Referring expression data
========================================

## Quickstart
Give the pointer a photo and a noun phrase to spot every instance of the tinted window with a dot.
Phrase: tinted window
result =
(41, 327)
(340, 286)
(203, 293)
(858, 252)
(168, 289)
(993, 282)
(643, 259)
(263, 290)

========================================

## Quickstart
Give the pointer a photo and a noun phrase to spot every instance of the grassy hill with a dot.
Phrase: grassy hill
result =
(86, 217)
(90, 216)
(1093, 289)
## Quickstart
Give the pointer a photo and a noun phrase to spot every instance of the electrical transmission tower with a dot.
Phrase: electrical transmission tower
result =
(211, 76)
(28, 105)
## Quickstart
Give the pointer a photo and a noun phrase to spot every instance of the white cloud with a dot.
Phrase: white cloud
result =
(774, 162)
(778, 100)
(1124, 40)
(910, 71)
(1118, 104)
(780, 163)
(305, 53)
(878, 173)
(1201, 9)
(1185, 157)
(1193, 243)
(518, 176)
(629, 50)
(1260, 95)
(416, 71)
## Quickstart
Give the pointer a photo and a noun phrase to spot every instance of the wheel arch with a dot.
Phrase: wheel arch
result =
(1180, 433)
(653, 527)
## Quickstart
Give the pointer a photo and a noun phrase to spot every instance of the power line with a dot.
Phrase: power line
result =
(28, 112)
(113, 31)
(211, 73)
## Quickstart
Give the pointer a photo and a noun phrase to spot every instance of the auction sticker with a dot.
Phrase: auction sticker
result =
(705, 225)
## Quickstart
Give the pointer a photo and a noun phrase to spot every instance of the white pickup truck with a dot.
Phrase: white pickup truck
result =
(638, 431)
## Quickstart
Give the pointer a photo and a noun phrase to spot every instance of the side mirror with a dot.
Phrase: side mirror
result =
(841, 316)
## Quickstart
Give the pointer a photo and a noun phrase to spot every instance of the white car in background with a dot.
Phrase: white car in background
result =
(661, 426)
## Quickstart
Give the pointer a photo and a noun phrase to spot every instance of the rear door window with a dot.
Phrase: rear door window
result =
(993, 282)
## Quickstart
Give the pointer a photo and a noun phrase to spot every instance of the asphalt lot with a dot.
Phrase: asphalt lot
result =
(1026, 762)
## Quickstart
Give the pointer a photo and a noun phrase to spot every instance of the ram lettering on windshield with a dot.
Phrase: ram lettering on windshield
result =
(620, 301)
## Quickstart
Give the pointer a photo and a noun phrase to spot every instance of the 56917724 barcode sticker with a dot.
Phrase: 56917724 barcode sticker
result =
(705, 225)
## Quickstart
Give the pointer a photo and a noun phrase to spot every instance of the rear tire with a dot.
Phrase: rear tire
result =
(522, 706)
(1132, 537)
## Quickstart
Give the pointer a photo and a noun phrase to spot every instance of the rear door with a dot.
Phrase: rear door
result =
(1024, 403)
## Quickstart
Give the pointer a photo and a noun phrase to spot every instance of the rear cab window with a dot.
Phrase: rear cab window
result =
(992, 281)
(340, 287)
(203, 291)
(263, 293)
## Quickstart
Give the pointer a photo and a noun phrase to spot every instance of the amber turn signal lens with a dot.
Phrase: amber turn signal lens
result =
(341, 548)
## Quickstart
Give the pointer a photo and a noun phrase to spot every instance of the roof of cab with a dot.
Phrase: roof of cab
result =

========================================

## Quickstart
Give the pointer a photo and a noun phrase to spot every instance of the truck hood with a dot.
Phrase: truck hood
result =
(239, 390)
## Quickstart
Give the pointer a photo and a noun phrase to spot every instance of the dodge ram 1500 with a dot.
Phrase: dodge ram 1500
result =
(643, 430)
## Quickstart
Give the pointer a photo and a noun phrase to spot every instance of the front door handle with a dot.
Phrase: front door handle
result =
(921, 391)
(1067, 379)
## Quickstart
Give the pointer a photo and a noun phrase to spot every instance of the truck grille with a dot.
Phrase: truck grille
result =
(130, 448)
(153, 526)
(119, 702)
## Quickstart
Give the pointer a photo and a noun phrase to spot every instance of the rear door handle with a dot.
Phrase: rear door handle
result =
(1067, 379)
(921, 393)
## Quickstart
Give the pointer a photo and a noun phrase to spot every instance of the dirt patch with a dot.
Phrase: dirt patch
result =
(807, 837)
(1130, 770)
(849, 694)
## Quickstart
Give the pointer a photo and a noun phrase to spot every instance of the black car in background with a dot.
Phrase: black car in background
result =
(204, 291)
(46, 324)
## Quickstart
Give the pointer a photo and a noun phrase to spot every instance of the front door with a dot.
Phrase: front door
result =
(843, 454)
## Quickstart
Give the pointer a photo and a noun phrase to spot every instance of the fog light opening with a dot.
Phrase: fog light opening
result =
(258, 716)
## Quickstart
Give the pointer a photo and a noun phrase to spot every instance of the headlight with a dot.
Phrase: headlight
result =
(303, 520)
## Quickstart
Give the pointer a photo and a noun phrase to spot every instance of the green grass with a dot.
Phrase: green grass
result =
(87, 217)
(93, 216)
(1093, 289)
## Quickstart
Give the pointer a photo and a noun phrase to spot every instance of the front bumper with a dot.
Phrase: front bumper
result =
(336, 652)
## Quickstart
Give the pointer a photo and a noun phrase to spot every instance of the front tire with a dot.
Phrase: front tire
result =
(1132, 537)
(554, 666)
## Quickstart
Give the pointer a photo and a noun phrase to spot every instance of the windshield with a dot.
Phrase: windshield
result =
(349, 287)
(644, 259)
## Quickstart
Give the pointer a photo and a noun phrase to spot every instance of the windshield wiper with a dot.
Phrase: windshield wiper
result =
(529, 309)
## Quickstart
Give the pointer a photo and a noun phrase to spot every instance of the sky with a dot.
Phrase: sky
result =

========================================

* **Directions for this task**
Scan the data above and report each line in which "truck" is present.

* **Your response**
Give the pointer a photo and a noun phrase to spot every instance of the white pickup truck with a dot.
Phrase: white pickup truck
Give the pointer a photo and a noun phrase to spot every instance of the truck hood with a dot.
Phrase: truck hood
Give the pointer a photo and a noun phrase to spot every instance of the truck grille with a dot.
Phrase: truck grille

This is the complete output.